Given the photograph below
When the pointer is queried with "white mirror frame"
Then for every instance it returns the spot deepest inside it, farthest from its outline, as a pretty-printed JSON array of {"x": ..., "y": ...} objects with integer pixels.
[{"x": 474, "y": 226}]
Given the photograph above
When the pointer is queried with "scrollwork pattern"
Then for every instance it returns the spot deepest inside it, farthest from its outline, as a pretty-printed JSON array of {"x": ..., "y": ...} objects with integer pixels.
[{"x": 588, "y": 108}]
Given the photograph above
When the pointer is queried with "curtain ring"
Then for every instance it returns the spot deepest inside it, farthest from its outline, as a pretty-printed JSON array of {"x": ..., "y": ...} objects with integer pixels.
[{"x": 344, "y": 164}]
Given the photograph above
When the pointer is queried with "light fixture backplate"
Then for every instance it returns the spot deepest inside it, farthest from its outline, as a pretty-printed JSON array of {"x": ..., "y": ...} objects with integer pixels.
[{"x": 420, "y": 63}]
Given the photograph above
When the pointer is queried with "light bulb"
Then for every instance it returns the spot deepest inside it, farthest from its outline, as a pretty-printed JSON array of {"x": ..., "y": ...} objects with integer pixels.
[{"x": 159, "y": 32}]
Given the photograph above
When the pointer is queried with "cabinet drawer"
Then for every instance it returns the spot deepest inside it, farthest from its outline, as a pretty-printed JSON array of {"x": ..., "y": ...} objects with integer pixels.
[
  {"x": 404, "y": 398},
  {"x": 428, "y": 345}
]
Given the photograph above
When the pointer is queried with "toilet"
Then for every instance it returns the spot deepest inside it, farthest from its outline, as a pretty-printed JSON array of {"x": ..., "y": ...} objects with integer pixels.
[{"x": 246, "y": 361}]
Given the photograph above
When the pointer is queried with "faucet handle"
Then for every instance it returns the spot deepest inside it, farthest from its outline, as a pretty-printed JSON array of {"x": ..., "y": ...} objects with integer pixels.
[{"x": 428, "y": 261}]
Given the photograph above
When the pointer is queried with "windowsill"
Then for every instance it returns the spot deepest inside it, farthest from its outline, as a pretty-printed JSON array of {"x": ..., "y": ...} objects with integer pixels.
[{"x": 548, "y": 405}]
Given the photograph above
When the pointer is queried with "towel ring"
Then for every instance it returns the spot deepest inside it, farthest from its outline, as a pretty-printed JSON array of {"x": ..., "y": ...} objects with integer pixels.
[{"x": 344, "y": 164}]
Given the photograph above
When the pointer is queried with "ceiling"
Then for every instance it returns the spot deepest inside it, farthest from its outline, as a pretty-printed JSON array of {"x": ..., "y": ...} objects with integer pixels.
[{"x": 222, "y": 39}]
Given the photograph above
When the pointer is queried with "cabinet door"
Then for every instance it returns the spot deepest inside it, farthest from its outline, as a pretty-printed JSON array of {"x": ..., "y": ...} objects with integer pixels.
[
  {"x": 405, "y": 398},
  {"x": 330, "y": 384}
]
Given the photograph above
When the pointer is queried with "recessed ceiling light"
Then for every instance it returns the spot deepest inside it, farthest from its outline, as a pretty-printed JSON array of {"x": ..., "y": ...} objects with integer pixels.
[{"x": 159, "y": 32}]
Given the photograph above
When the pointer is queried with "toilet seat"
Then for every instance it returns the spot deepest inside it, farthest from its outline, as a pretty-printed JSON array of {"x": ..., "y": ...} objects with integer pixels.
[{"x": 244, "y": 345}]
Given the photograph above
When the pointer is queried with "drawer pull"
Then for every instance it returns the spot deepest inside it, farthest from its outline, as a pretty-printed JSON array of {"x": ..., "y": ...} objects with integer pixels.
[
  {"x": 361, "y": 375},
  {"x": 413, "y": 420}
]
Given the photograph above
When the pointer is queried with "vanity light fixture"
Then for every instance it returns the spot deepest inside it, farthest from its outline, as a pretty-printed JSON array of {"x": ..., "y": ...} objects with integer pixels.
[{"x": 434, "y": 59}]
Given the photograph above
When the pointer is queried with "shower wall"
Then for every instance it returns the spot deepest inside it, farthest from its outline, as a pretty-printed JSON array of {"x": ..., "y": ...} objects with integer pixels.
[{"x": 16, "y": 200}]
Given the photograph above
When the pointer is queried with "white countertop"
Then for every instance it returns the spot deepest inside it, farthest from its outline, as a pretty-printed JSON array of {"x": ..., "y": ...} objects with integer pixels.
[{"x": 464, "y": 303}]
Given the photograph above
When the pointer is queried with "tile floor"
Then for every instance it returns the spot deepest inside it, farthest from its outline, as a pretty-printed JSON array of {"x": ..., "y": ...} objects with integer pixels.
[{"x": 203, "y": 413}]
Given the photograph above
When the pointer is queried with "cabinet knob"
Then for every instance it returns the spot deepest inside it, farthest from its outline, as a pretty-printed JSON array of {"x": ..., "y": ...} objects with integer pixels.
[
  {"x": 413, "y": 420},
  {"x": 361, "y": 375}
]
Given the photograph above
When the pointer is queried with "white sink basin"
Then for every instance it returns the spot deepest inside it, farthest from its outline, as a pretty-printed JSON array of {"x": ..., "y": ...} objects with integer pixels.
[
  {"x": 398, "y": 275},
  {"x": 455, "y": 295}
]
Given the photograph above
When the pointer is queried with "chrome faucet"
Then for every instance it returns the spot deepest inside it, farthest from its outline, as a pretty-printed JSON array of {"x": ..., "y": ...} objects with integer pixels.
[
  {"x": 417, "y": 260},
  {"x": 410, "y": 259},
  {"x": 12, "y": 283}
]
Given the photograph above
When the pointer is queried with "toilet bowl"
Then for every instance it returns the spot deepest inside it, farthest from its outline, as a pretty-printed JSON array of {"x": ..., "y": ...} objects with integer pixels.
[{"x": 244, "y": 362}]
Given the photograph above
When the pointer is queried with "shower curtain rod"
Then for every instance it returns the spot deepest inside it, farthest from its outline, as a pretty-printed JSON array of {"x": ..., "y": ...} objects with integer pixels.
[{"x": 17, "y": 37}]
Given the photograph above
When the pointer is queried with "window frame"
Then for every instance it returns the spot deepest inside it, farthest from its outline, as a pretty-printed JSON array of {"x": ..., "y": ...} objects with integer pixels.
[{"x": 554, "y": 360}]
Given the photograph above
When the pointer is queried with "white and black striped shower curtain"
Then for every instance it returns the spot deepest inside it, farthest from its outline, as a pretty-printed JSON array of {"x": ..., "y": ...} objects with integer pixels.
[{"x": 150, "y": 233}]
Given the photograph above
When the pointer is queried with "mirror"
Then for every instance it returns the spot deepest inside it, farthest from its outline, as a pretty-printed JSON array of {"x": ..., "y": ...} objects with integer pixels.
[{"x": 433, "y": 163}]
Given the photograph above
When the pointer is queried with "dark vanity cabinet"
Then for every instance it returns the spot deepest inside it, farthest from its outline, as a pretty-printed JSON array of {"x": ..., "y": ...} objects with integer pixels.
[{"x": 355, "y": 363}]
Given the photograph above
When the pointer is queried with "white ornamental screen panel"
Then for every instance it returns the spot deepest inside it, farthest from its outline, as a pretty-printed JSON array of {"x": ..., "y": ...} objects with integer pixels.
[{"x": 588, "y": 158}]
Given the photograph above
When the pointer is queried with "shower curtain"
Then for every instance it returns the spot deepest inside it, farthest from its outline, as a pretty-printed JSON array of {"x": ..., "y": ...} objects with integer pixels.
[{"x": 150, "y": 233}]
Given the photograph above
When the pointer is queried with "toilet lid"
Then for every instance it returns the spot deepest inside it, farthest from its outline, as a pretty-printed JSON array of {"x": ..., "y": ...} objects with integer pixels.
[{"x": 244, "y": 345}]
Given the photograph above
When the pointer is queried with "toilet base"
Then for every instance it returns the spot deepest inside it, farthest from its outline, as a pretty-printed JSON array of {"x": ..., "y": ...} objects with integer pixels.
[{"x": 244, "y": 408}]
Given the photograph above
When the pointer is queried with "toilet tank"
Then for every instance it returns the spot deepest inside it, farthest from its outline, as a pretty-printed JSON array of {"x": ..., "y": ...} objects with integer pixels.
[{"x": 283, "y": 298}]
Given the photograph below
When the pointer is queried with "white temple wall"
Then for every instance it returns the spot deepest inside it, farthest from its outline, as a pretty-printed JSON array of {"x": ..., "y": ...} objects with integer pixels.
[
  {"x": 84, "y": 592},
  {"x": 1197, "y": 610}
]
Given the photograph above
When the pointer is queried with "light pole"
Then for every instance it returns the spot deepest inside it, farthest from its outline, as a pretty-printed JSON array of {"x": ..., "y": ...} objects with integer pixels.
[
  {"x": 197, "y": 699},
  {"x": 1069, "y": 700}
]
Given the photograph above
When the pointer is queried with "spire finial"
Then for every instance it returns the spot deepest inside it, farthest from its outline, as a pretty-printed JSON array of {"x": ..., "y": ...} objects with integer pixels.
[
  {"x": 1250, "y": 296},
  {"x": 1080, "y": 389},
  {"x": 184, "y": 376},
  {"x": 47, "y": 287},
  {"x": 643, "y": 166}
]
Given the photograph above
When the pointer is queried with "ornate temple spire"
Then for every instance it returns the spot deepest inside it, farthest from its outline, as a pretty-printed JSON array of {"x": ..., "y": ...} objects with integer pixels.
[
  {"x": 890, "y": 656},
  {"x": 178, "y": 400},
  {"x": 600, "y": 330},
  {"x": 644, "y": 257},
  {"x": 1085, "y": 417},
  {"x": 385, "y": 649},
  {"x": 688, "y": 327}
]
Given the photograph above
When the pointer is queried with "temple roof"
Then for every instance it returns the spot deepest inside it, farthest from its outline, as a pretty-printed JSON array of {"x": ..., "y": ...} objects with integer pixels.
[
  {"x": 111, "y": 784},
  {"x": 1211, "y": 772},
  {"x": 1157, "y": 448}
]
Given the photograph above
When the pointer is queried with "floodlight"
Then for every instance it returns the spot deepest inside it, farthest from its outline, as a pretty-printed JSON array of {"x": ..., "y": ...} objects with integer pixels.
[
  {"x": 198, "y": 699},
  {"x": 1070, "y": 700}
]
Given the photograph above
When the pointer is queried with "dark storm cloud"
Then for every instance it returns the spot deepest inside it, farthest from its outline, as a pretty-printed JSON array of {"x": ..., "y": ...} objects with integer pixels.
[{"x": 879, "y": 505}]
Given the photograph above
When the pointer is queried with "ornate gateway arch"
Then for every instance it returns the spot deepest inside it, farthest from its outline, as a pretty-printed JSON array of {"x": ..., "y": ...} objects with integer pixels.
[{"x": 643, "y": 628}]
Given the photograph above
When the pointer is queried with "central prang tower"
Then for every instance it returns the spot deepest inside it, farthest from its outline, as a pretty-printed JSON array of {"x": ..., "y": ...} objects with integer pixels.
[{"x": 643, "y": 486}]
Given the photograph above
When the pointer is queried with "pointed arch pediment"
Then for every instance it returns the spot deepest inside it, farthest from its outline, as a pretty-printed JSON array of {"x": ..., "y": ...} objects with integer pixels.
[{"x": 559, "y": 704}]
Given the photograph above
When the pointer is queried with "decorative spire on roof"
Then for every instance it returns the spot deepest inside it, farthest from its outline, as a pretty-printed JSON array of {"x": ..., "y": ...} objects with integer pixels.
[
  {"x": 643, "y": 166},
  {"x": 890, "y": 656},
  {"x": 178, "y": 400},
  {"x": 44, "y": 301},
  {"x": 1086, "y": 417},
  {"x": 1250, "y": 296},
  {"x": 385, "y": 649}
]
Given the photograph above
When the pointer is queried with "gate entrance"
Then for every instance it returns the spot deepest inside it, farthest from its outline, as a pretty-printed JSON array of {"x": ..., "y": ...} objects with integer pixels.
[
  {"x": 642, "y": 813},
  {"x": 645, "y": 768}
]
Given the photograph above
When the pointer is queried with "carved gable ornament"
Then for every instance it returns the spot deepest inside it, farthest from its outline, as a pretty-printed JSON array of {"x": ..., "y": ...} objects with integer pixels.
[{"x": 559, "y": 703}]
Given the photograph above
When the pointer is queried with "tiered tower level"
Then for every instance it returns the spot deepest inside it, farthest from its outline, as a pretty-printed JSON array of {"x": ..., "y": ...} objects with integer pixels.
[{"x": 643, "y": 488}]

============

From the material above, please return each line containing "ornate".

Reply:
When the pointer is queried with "ornate temple spire"
When the pointer is queried with "ornate gateway arch"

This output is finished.